- 3.10.2014 00:00
Haftalardır HSYK seçimleri için şehir şehir, bölge bölge, sokak sokak, birim birim kıyasıya bir savaş veriliyor yargı içinde.
İktidar, topluma söz verdiği gibi, otonom yapıyı HSYK içinden söküp atmak üzere bütün gücünü seferber etmiş durumda. Bir yandan teşhir faaliyeti yürütüyor; bir yandan kirli ittifakları açığa çıkarıyor; bir yandan da çoğulcu listeler oluşturarak paralel yapıyı tasfiyeye çalışıyor. Otonom yapının yargıç ve savcı kılığındaki elemanları ise, tırnaklarını koltuklarına geçirmiş, HSYK’daki mevzilerini kaybetmemek için ölümüne direniyor. Bu arada, bütün Türkiye de merak ve şaşkınlık içinde, bundan üç- beş yıl önce adını bile söyleyemediği bu kurum için verilen “ölüm-kalım” savaşını izleyip anlamlandırmaya çalışıyor. (Bu arada, Rasim Ozan Kütahyalı’nın önceki günkü yazısında , “AK Parti otonom yapıyı temizliyor ama yerine AK Parti yargısını oluşturuyor ” diyenlerin ağzını kapatacak çarpıcı bir bilgi vardı: “Yargıtay ve Danıştay'dan HSYK için seçilen 5 üyenin 2'si solcu, 2'si paralelci, biri de ülkücü. Hani, nerede 12 yıldır oluşturulan AK Parti yargısı?” diye soruyordu Kütahyalı.)
“Siyasetten bağımsız yargı” demokratik değildir
Tablo elbette normal bir tablo değil... Ama zaten yargıdaki durum da normal değil!
Anormal koşullar altında yapılan bu seçimler bir biçimde sonuçlanacak. (Liste savaşlarını yakından takip edenler durumun “ortada” olduğunu söylüyorlar) Ama herkes hemfikir ki, bu sorun bitmeyecek; seçimlerden sonra HSYK üyeleri nasıl seçilmeli sorusuyla tekrar baş başa kalacağız. Ve yine başa dönüp HSYK’nın – aslında sadece HSYK’nın değil, bütün yüksek yargının – yapısını her tartıştığımızda ortaya çıkan geleneksel korkumuzu konuşacağız.

::::::::

__Görev 1__
HSYK seçimleri üzerine yazıdan "Anormal koşullar altında" ile başlayıp "geleneksel korkumuzu konuşacağız." ifadesine kadar süren kısmı birebir alıntılar mısınız?

::::::::

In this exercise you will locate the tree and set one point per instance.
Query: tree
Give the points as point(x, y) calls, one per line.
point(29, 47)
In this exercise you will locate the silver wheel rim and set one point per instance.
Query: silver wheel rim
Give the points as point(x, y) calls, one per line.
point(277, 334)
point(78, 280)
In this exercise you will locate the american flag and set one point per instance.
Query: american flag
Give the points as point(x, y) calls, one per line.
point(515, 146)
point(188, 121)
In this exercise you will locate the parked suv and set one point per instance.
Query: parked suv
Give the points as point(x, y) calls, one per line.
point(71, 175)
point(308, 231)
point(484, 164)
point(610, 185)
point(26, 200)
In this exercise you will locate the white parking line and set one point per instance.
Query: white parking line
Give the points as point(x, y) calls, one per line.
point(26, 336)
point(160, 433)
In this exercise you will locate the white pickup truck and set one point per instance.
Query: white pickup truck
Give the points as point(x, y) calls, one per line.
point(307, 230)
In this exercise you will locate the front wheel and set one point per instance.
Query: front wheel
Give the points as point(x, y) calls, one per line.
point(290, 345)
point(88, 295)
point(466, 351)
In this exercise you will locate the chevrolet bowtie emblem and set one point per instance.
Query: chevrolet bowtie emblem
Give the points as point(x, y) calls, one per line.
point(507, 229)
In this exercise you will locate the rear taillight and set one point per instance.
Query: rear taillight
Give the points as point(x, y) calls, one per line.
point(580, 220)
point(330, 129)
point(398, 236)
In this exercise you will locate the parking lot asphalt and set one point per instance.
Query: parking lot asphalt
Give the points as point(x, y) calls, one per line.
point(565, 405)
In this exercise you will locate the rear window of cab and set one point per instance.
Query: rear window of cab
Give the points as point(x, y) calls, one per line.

::::::::

__Görev 2__
Kayıtlarda "In this exercise you will locate the white parking" ifadesini içeren satırdan başlayıp "point(466, 351)" ifadesini içeren satıra kadar uzanan satırları, iki uç da dahil ve boş satırlar hariç, "Sıra" ve "Kayıt satırı" sütunlarından oluşan bir Markdown tablosuna aktarır mısınız?

__Alıştırma çıktısı 1__
Anormal koşullar altında yapılan bu seçimler bir biçimde sonuçlanacak. (Liste savaşlarını yakından takip edenler durumun “ortada” olduğunu söylüyorlar) Ama herkes hemfikir ki, bu sorun bitmeyecek; seçimlerden sonra HSYK üyeleri nasıl seçilmeli sorusuyla tekrar baş başa kalacağız. Ve yine başa dönüp HSYK’nın – aslında sadece HSYK’nın değil, bütün yüksek yargının – yapısını her tartıştığımızda ortaya çıkan geleneksel korkumuzu konuşacağız.

__Alıştırma çıktısı 2__
| Sıra | Kayıt satırı |
|---|---|
| 1 | In this exercise you will locate the white parking line and set one point per instance. |
| 2 | Query: white parking line |
| 3 | Give the points as point(x, y) calls, one per line. |
| 4 | point(26, 336) |
| 5 | point(160, 433) |
| 6 | In this exercise you will locate the white pickup truck and set one point per instance. |
| 7 | Query: white pickup truck |
| 8 | Give the points as point(x, y) calls, one per line. |
| 9 | point(307, 230) |
| 10 | In this exercise you will locate the front wheel and set one point per instance. |
| 11 | Query: front wheel |
| 12 | Give the points as point(x, y) calls, one per line. |
| 13 | point(290, 345) |
| 14 | point(88, 295) |
| 15 | point(466, 351) |